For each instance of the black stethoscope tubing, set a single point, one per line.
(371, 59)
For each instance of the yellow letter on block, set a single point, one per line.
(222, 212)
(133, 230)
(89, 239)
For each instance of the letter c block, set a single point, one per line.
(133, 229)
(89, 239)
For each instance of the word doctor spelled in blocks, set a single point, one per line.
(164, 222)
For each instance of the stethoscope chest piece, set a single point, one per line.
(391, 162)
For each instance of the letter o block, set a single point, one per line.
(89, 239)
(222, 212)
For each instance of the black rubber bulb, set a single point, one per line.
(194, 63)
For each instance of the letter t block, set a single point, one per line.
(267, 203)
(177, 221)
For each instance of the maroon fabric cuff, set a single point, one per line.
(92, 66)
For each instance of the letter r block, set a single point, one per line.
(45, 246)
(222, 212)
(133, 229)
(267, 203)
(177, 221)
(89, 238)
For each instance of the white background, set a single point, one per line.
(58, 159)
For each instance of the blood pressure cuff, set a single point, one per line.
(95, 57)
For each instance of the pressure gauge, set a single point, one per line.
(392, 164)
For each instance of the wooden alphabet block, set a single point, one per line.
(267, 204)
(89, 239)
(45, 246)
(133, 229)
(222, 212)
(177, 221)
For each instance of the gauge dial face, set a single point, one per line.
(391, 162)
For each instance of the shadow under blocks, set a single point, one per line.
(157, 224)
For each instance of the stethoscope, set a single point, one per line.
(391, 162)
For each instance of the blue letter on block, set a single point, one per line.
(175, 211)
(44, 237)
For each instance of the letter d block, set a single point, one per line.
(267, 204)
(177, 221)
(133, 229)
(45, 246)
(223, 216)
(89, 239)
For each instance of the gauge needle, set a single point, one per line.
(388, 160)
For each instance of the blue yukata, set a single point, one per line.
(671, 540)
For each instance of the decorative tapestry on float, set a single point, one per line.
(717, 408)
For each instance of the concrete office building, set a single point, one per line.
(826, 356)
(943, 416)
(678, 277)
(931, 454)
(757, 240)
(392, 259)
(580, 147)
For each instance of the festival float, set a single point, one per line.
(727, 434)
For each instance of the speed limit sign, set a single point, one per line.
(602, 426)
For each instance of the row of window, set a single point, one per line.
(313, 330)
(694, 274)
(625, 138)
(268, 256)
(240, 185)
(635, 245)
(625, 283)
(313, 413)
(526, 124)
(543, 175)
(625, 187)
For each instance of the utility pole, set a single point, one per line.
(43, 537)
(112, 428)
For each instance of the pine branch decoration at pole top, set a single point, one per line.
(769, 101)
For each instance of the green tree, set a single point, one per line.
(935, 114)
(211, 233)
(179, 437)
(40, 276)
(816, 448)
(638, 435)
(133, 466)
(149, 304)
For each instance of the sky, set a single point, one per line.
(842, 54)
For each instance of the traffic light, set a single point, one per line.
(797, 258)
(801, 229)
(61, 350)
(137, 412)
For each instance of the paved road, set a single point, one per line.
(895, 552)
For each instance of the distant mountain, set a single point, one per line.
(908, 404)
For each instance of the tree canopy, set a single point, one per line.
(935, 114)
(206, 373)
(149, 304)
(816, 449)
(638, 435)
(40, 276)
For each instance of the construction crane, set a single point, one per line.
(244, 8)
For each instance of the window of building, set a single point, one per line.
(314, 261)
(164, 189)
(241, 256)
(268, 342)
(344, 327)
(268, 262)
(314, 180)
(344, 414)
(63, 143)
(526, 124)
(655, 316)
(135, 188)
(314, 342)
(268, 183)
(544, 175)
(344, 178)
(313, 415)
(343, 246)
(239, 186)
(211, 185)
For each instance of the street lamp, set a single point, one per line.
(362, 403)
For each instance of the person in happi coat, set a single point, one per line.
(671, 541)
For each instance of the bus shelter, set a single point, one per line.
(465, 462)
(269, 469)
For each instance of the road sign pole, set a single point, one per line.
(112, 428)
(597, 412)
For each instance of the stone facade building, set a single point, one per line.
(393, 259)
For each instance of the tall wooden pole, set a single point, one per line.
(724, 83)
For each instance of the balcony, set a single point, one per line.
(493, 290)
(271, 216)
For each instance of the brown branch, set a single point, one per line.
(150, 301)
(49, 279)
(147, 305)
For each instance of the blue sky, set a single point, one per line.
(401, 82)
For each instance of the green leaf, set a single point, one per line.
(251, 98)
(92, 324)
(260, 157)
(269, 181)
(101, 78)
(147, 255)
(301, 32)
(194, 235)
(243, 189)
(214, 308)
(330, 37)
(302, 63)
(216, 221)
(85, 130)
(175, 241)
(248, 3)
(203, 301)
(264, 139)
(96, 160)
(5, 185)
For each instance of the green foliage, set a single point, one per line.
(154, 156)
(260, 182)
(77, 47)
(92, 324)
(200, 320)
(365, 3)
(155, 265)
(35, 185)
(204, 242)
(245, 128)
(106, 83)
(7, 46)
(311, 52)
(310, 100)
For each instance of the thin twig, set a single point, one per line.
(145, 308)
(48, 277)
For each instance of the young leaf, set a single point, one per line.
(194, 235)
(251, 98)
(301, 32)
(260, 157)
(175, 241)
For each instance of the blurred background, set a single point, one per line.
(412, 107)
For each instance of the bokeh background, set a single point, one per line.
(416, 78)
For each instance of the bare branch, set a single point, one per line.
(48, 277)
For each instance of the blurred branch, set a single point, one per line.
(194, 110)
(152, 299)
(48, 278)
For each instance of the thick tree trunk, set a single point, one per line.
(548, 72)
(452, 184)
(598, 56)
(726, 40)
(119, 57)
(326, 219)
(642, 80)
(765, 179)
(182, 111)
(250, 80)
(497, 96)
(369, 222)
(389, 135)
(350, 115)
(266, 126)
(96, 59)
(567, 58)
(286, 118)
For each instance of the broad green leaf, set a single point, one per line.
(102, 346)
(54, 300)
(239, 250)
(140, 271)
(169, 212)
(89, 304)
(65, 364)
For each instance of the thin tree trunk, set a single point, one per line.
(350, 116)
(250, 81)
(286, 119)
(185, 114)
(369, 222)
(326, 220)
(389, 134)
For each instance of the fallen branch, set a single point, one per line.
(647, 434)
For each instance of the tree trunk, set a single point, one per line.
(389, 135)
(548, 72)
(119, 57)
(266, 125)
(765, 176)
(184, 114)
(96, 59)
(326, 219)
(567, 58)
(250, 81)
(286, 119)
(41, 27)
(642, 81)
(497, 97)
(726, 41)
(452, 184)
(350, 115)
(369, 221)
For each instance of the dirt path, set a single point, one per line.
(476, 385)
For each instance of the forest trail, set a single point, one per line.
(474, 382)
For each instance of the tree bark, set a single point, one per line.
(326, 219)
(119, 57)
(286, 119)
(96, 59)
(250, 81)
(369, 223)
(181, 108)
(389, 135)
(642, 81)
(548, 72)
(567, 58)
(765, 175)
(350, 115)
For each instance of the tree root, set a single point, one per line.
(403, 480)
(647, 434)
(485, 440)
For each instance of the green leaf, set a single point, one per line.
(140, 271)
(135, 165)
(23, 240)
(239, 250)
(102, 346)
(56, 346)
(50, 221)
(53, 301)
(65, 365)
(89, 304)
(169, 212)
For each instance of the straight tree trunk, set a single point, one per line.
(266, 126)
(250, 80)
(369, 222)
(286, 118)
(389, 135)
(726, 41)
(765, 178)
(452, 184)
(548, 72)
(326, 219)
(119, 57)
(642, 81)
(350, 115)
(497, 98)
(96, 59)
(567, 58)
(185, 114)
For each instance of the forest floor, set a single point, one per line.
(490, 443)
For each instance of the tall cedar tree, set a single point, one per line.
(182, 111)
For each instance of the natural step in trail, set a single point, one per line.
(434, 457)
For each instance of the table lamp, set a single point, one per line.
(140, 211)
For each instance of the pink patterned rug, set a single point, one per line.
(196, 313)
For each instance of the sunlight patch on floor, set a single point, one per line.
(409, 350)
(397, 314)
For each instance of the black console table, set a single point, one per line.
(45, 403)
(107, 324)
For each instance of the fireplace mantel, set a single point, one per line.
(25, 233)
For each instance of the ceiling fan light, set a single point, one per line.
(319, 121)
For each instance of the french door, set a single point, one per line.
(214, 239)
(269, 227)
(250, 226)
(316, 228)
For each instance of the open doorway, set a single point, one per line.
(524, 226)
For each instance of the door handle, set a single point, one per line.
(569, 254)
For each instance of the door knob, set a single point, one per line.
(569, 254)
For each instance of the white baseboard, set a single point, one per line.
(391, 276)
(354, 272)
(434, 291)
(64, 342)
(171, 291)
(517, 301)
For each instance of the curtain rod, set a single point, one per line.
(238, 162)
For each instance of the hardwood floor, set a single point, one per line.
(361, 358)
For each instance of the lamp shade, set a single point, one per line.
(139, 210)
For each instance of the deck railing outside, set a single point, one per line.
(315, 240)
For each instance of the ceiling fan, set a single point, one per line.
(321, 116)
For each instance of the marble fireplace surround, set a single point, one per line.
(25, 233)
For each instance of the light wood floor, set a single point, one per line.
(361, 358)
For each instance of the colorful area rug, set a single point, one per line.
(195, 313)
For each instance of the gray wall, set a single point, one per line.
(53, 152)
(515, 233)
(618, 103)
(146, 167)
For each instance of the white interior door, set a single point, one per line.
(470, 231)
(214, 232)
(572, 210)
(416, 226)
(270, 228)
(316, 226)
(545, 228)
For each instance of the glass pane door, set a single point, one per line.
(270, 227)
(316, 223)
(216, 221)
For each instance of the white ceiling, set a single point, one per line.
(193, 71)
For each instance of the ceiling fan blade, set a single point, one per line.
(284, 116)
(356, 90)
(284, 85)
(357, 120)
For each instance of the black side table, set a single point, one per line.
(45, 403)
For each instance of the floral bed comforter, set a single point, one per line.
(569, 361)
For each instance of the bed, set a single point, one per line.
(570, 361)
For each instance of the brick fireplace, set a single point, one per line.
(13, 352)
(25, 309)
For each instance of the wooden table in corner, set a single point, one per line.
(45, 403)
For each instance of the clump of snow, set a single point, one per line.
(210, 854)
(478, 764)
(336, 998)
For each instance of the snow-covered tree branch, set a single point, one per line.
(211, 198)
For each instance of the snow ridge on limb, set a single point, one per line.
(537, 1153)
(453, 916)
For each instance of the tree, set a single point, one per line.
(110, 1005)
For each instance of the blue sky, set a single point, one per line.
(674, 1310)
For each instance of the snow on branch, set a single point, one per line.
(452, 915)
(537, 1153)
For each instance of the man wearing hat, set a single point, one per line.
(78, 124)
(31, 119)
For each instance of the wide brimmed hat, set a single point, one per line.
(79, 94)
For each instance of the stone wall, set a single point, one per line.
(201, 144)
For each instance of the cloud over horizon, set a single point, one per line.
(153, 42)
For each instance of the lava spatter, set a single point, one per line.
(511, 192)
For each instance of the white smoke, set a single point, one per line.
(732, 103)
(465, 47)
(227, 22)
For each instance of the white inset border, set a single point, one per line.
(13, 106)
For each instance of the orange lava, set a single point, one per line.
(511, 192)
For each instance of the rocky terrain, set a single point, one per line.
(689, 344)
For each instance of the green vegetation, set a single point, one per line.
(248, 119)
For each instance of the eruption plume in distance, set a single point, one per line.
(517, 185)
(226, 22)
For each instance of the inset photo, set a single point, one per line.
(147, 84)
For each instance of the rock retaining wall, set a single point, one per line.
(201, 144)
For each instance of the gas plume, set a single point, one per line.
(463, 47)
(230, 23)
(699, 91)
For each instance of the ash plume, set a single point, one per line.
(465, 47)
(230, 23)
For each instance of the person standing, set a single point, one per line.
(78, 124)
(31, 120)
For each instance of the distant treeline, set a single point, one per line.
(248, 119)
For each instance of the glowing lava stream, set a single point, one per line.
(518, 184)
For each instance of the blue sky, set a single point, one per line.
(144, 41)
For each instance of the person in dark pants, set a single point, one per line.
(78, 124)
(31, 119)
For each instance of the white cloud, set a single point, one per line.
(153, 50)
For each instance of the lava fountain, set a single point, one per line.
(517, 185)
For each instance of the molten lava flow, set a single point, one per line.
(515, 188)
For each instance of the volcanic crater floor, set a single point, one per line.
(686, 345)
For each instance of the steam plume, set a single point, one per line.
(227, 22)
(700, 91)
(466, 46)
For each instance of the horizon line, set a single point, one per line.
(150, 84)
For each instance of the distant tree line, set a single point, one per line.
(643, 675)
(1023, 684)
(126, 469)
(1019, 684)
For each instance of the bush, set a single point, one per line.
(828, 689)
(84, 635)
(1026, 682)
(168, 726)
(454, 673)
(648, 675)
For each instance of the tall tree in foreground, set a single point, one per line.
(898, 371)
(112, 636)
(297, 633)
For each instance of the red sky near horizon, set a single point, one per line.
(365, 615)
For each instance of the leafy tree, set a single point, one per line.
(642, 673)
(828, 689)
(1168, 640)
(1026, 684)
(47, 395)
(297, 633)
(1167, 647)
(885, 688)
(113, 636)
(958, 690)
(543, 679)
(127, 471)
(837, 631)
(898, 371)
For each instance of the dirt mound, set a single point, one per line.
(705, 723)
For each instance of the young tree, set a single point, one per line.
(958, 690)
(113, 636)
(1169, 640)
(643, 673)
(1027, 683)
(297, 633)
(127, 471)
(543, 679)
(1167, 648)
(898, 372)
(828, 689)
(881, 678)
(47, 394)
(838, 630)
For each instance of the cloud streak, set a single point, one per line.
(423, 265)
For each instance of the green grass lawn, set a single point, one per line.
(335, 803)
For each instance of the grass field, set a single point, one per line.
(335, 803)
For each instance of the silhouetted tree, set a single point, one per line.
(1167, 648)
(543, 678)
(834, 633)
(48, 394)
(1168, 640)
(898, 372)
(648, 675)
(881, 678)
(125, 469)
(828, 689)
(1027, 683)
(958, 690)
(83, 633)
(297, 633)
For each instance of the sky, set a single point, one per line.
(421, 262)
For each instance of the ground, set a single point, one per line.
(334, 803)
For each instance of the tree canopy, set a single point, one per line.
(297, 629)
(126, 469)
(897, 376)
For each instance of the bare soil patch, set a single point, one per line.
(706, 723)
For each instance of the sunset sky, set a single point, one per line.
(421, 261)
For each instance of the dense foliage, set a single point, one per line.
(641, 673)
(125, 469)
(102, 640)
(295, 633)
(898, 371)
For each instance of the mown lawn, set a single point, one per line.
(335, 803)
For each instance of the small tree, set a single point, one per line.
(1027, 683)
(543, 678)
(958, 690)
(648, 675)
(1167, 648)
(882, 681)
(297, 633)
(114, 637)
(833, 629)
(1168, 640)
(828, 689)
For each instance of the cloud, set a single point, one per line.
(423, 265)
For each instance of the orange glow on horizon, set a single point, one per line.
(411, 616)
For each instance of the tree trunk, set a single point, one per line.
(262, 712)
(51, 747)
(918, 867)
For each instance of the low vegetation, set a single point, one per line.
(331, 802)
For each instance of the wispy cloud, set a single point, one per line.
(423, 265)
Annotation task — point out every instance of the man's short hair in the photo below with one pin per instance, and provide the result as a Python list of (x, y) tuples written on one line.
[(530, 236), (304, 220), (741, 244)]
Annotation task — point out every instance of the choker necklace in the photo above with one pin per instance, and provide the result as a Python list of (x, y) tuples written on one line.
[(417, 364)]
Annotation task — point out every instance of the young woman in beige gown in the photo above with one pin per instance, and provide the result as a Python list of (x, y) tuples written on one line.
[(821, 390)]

- - - - -

* _The task_
Retype exactly, please, each line from the line that contains "For each instance of the mown" through the last line of the entries above, with nothing added.

* _Result_
For each instance of the mown lawn, set a single point, one per line.
(335, 803)
For each instance of the small tree, set a single point, one per line.
(1027, 683)
(543, 678)
(958, 690)
(648, 675)
(1167, 648)
(882, 681)
(297, 633)
(114, 637)
(833, 629)
(1168, 640)
(828, 689)
For each instance of the cloud, set a single point, one per line.
(423, 265)
For each instance of the orange glow on horizon, set a single point, one per line.
(411, 616)
For each instance of the tree trunk, set a single point, one per line.
(262, 712)
(51, 747)
(918, 867)
For each instance of the low vegetation, set a single point, one per line.
(331, 802)
For each instance of the wispy cloud, set a single point, one per line.
(423, 265)
Annotation task — point out every instance of the man's short hair in the photo below with one pin per instance, and provide the result as a Python list of (x, y) tuples written on one line.
[(530, 236), (304, 220), (741, 244)]
Annotation task — point out every instance of the choker necklace in the photo above with one pin per instance, and provide the result as a Python list of (x, y) tuples written on one line.
[(417, 364)]
Annotation task — point out every instance of the young woman in beige gown in the photo above with one pin per instance, and provide the result as a Python list of (x, y) tuples written on one line.
[(821, 390)]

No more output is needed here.